#### Data entries

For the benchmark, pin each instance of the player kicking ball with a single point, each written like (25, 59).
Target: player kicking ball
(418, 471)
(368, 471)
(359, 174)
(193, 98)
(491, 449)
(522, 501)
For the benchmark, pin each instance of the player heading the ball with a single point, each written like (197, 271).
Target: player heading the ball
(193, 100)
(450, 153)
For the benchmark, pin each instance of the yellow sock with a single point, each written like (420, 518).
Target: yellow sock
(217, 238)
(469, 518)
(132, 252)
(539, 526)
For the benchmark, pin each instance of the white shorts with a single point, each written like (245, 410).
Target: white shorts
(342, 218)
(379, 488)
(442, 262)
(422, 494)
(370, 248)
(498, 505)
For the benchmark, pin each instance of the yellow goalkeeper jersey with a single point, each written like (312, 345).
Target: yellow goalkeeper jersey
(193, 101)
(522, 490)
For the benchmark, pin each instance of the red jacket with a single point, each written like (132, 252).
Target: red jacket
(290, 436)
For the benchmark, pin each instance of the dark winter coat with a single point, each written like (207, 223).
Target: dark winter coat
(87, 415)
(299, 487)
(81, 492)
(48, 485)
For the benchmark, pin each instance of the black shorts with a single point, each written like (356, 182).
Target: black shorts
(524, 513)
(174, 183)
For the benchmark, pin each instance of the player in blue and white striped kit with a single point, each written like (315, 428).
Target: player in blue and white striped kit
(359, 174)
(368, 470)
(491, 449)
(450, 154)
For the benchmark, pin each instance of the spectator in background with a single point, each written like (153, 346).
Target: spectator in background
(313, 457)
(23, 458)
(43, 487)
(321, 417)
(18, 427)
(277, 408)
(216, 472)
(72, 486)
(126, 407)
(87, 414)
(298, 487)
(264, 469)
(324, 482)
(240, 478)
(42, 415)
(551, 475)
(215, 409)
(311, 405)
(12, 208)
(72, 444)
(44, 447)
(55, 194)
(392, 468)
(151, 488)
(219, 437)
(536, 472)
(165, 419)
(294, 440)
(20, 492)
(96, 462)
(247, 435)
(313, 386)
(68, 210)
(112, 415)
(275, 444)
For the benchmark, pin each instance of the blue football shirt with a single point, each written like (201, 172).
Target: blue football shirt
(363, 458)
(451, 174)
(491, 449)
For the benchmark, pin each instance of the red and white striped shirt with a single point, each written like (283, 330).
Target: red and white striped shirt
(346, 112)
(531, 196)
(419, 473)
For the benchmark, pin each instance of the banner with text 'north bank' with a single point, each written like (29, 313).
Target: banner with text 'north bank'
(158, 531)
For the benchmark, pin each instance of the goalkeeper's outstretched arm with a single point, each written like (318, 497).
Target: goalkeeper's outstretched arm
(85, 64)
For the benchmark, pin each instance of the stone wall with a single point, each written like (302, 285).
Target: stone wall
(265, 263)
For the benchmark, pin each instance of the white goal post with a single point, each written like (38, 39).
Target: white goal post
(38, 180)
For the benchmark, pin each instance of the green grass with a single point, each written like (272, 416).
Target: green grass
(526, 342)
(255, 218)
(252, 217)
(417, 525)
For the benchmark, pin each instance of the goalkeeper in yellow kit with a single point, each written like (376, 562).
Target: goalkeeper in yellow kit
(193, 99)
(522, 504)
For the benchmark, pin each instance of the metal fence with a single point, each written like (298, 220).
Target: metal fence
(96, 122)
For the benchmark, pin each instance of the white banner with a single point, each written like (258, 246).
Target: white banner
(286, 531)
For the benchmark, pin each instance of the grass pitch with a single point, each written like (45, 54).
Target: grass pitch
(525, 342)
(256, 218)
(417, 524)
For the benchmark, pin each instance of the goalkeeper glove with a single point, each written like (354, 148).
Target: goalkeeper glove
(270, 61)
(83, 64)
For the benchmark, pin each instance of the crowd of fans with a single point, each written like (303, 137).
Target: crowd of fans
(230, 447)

########

■ **What you will do**:
Please copy out, word for word, every line from the one containing "For the benchmark, pin each instance of the goalkeeper glove" through the last line of the rows, including both ends.

■ **Task result**:
For the benchmark, pin each instance of the goalkeeper glove with a single point, each written like (354, 148).
Target: goalkeeper glove
(270, 61)
(83, 64)
For the benchmark, pin each instance of the crowd of fans with a single point, each written like (303, 137).
Target: crowd of fans
(230, 447)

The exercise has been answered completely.